| OBJECTIVE A |
Please convert the records starting at the line that contains "of the purple" and ending at the line that contains "x=684, y=137" into a Markdown table with the columns Row and Line, numbering each line and leaving out blank lines.

| PAGE EXTRACT |
========

Mr. Phelps testified that afterward they all drove to the [petitioner]’s
house, where they broke open the safe. He testified that they found $5000
inside. He testified that they split this money three ways and each took
approximately $1700. He testified his girlfriend was also present at the
house when this occurred. He testified that afterward, he and the brothers
loaded the empty safe back into his car and threw it in a creek behind the
Kmart on Broadway Street.
Mr. Phelps testified that ten days later, he and the Kirkpatrick
brothers were involved in an attempted burglary of a Dollar General store
in Grainger County. He testified that all three men met at the [petitioner]’s
house and then drove to the store in question. He testified that he and Chris
Kirkpatrick got out and “scoped” out the store while the [petitioner] drove
around and generally acted as a lookout. He testified that while he acted as
a lookout from approximately an eighth of a mile away, Chris Kirkpatrick
went around the building, cut the alarm system, and knocked off the
alarm’s siren. He testified that the burglary was interrupted when five or
six police units pulled into the parking lot. He testified that he and Chris
Kirkpatrick ran away (separately), and he made it about a half mile away
before calling one of his friends to come pick him up.

========

| INPUT DATA |
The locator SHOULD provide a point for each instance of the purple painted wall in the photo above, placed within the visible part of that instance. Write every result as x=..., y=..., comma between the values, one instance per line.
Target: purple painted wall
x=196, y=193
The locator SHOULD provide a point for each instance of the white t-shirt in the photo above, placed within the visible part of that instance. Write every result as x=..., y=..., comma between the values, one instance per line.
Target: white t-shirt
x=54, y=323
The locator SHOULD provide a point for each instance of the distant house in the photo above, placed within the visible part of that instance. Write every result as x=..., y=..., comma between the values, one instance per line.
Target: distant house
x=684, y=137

========

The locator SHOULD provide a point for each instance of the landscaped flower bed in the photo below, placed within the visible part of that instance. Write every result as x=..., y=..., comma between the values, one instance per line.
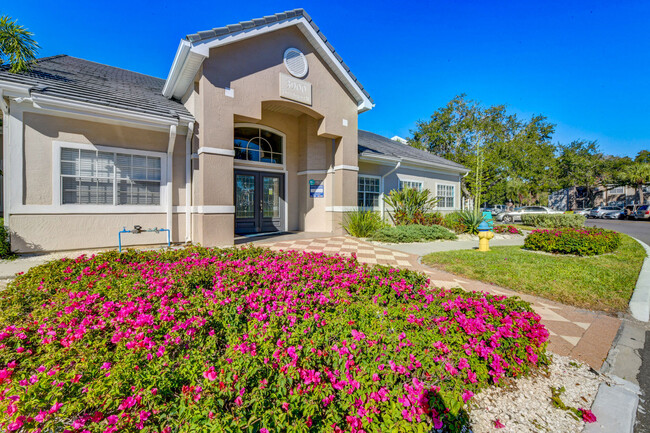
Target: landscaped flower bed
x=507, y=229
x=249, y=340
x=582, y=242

========

| OBJECTIVE B |
In the testimony summary, shorten the paragraph beginning "Mr. Phelps testified that ten days later" and keep its main facts.

| RESPONSE A |
| Row | Line |
|---|---|
| 1 | The locator SHOULD provide a point for each instance of the purple painted wall in the photo above, placed within the visible part of that instance. Write every result as x=..., y=..., comma between the values, one instance per line. |
| 2 | Target: purple painted wall |
| 3 | x=196, y=193 |
| 4 | The locator SHOULD provide a point for each instance of the white t-shirt in the photo above, placed within the visible part of that instance. Write every result as x=..., y=..., comma between the values, one instance per line. |
| 5 | Target: white t-shirt |
| 6 | x=54, y=323 |
| 7 | The locator SHOULD provide a point for each instance of the distant house in the photo above, placed within the visible part of that instance. Write every result as x=..., y=..., comma between the values, one instance per line. |
| 8 | Target: distant house |
| 9 | x=684, y=137 |

| RESPONSE B |
Mr. Phelps testified that ten days later, he and the Kirkpatrick brothers attempted to burglarize a Dollar General store in Grainger County. The three met at the petitioner's house and drove to the store. Phelps and Chris Kirkpatrick scoped out the store while the petitioner drove around as a lookout. Phelps kept watch from about an eighth of a mile away. Meanwhile, Chris Kirkpatrick cut the alarm system and knocked off its siren. Five or six police units pulled into the parking lot and interrupted the burglary. Phelps and Chris Kirkpatrick ran away separately, and Phelps got about a half mile away before calling a friend to pick him up.